Stated task: Revise the data from the line containing "Go ahead, prove it: the dense" through the end of the data, replacing "Return the region as" with "Give the region as" and leaving everything else unchanged. Output only those revised lines.

Input rows:
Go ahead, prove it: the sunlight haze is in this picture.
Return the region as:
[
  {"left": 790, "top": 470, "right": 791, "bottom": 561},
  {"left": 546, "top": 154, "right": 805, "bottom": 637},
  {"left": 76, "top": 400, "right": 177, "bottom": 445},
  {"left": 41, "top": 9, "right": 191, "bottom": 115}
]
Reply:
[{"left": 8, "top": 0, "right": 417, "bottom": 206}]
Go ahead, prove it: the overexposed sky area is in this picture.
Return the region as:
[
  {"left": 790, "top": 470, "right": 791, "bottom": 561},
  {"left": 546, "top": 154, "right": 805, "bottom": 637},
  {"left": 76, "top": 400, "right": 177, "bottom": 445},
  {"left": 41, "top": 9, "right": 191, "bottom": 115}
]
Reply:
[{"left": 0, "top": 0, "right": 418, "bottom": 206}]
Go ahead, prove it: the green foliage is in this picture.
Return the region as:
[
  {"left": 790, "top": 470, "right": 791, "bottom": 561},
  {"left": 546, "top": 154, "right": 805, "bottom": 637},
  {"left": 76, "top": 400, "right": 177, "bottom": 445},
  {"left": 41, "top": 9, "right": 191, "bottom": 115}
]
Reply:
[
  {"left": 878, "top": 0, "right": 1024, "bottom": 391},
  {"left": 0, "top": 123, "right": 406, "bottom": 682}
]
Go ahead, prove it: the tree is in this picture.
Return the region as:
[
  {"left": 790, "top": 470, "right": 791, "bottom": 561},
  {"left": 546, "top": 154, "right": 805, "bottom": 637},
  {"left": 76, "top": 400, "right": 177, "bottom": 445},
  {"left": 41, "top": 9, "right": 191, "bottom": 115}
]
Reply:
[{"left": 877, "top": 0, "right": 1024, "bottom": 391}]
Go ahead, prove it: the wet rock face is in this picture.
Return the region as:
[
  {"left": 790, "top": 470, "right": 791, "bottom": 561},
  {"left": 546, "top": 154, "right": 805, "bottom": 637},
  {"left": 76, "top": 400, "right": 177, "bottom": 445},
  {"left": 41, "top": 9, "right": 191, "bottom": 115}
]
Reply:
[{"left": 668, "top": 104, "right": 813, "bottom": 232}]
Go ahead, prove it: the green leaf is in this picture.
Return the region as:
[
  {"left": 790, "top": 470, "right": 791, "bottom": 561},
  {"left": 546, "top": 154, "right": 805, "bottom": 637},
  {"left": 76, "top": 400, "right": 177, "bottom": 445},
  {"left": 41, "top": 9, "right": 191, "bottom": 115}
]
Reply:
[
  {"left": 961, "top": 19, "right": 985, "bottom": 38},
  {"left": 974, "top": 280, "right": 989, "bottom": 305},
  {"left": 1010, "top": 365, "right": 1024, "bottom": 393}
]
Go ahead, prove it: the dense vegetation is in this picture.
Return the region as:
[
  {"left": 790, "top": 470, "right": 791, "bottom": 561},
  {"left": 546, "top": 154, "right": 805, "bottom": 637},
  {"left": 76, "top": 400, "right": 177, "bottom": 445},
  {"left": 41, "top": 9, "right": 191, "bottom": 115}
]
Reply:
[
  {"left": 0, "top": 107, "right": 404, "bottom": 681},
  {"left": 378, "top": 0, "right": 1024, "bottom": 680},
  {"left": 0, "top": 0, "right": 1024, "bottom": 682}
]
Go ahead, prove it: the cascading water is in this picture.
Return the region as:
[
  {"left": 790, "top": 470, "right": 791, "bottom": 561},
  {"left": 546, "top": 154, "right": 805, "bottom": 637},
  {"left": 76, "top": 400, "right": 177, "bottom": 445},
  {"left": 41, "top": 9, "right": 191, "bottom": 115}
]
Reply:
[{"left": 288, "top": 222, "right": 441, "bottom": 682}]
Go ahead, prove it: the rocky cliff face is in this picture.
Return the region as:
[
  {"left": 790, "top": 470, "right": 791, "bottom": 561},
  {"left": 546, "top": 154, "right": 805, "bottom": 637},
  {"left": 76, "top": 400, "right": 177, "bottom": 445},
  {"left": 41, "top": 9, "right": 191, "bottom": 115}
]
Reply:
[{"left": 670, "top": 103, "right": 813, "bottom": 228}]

Final answer:
Go ahead, prove it: the dense vegetation is in this picture.
Give the region as:
[
  {"left": 790, "top": 470, "right": 791, "bottom": 561},
  {"left": 546, "top": 154, "right": 805, "bottom": 637},
  {"left": 76, "top": 400, "right": 177, "bottom": 445},
  {"left": 41, "top": 9, "right": 191, "bottom": 115}
]
Reply:
[
  {"left": 0, "top": 107, "right": 404, "bottom": 681},
  {"left": 378, "top": 0, "right": 1024, "bottom": 680},
  {"left": 0, "top": 0, "right": 1024, "bottom": 682}
]
Go ahead, prove it: the cascading water is in this picture.
Give the region as:
[
  {"left": 790, "top": 470, "right": 791, "bottom": 561},
  {"left": 546, "top": 154, "right": 805, "bottom": 637},
  {"left": 76, "top": 400, "right": 177, "bottom": 445},
  {"left": 41, "top": 9, "right": 191, "bottom": 115}
]
Reply:
[{"left": 288, "top": 222, "right": 441, "bottom": 682}]
Go ahead, prove it: the rocky cliff face is in this picture.
Give the region as:
[
  {"left": 790, "top": 470, "right": 791, "bottom": 561},
  {"left": 546, "top": 154, "right": 805, "bottom": 637},
  {"left": 76, "top": 400, "right": 177, "bottom": 445},
  {"left": 41, "top": 9, "right": 191, "bottom": 115}
]
Reply:
[{"left": 670, "top": 103, "right": 813, "bottom": 228}]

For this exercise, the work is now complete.